• _Stored data entries_:
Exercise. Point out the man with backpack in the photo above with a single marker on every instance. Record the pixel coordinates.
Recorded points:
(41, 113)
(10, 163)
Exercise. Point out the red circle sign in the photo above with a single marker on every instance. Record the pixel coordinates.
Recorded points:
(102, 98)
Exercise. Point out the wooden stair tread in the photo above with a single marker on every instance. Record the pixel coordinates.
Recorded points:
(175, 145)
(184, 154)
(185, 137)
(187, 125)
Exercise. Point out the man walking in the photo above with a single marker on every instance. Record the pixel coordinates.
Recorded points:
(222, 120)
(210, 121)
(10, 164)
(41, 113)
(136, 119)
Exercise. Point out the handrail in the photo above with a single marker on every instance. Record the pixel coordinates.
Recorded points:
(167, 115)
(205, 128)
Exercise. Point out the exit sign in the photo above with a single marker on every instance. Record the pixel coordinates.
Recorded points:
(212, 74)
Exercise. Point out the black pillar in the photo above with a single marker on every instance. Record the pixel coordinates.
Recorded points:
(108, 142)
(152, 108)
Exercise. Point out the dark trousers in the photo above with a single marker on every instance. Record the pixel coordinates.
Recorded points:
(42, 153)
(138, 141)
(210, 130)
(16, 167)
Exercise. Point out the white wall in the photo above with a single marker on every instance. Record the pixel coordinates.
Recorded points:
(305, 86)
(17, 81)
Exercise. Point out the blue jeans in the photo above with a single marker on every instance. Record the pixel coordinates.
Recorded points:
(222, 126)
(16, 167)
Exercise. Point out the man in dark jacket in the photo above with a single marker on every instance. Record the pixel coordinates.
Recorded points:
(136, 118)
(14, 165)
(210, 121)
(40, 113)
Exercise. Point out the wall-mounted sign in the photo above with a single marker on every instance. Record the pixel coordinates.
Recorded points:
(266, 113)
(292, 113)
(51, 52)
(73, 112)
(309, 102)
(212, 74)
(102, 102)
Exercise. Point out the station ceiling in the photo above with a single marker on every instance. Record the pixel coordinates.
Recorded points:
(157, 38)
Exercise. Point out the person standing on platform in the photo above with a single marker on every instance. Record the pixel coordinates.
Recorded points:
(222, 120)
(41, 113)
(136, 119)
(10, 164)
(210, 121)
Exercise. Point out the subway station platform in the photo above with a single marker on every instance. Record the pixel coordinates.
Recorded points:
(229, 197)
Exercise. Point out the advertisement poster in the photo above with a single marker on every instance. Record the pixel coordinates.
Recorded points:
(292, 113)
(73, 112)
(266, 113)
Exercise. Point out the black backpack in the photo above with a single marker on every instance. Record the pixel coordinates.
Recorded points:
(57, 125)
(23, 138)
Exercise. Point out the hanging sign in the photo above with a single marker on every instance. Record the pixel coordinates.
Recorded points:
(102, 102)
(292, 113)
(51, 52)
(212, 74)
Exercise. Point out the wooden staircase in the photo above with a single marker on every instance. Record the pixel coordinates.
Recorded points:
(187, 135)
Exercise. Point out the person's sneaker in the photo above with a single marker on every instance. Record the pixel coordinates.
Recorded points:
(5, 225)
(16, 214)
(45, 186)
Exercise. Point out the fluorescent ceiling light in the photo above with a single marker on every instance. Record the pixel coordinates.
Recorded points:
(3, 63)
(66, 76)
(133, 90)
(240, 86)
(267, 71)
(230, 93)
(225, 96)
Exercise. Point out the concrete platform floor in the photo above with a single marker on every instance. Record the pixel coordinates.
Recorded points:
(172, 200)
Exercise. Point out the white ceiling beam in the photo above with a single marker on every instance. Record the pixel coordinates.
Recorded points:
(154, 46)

• _TASK TO CARRY OUT_: Please restate the preceding entries word for word.

• _SOLUTION FOR THIS PROBLEM_:
Exercise. Point out the man with backpack in the photo above with a single marker on every instance. Record the pixel coordinates.
Recorded points:
(41, 113)
(10, 163)
Exercise. Point out the red circle sign in the photo above with a single marker on every instance. Record the pixel coordinates.
Recorded points:
(102, 98)
Exercise. Point out the wooden stair tread in the photo above with a single marker on every instance. Record the pixel coordinates.
Recorded points:
(175, 145)
(184, 154)
(185, 137)
(187, 125)
Exercise. Point out the man walking in the photo above with a single marker on every instance. Record the pixel coordinates.
Recorded points:
(222, 120)
(210, 121)
(10, 164)
(41, 113)
(136, 119)
Exercise. Point out the handrail in the photo above with a single marker on every instance. Record the pixel coordinates.
Recorded points:
(167, 115)
(205, 128)
Exercise. Point out the exit sign in the photo above with a single marker on every instance. Record the pixel coordinates.
Recorded points:
(212, 74)
Exercise. Point out the black pillar in the photo above with a single marker on every instance. Record the pixel coordinates.
Recorded points:
(108, 142)
(152, 108)
Exercise. Point out the dark trousers in the photo above with a single marker on every instance. Record the pixel coordinates.
Recorded points:
(42, 153)
(138, 141)
(210, 130)
(16, 167)
Exercise. Point out the white wall in the photo above with a single marker on every instance. Record the pixel coordinates.
Recorded points:
(305, 86)
(17, 81)
Exercise. Point out the blue jeans in the photo above with a single marker on every instance. Record the pixel coordinates.
Recorded points:
(222, 126)
(16, 167)
Exercise. Point out the man in dark jacket in the photo above with a single marker on every instance. Record the pixel coordinates.
Recorded points:
(136, 118)
(14, 165)
(210, 121)
(40, 113)
Exercise. Point out the wall-mounted sign in the photo above with a single marker on every instance. Record the pixel coordinates.
Recorded points:
(266, 113)
(292, 113)
(51, 52)
(73, 112)
(309, 102)
(212, 74)
(102, 102)
Exercise. Point out the station ceiling in the photo above with a single marker on every instance. Record the pixel coordinates.
Recorded points:
(157, 38)
Exercise. Point out the person standing on platform in the photo above with a single marker on every instance. Record the pixel coordinates.
Recorded points:
(222, 120)
(41, 113)
(136, 119)
(10, 164)
(210, 121)
Exercise. Point out the subway station platform in the photo above with a single marker on every instance. Record the pixel coordinates.
Recorded points:
(229, 197)
Exercise. Point out the advertisement poster in the photo above with a single marker on every instance. Record the pixel coordinates.
Recorded points:
(292, 113)
(73, 112)
(266, 113)
Exercise. Point out the black backpack in the photo above with a single marker on every instance. Record the pixel coordinates.
Recorded points:
(57, 125)
(23, 138)
Exercise. Point out the hanging sign in the photo above with a single marker on every instance. Record the pixel coordinates.
Recorded points:
(102, 102)
(292, 113)
(51, 52)
(212, 74)
Exercise. Point out the wooden staircase in the photo above with a single marker on every instance. Record the pixel coordinates.
Recorded points:
(187, 135)
Exercise. Point out the person's sneaker in the photo above with a single marker on every instance. Record the pixel coordinates.
Recorded points:
(5, 225)
(16, 214)
(45, 186)
Exercise. Point out the fluorescent ceiling light in the photo above with a single marker on every instance. Record the pixel coordinates.
Recorded points:
(3, 63)
(66, 76)
(133, 90)
(240, 86)
(267, 71)
(230, 93)
(225, 96)
Exercise. Point out the concrete platform floor in the photo above with a single marker on every instance. Record the pixel coordinates.
Recorded points:
(172, 200)
Exercise. Point out the white ceiling beam in the photo above with a single marker on every instance. Record the pixel coordinates.
Recorded points:
(154, 46)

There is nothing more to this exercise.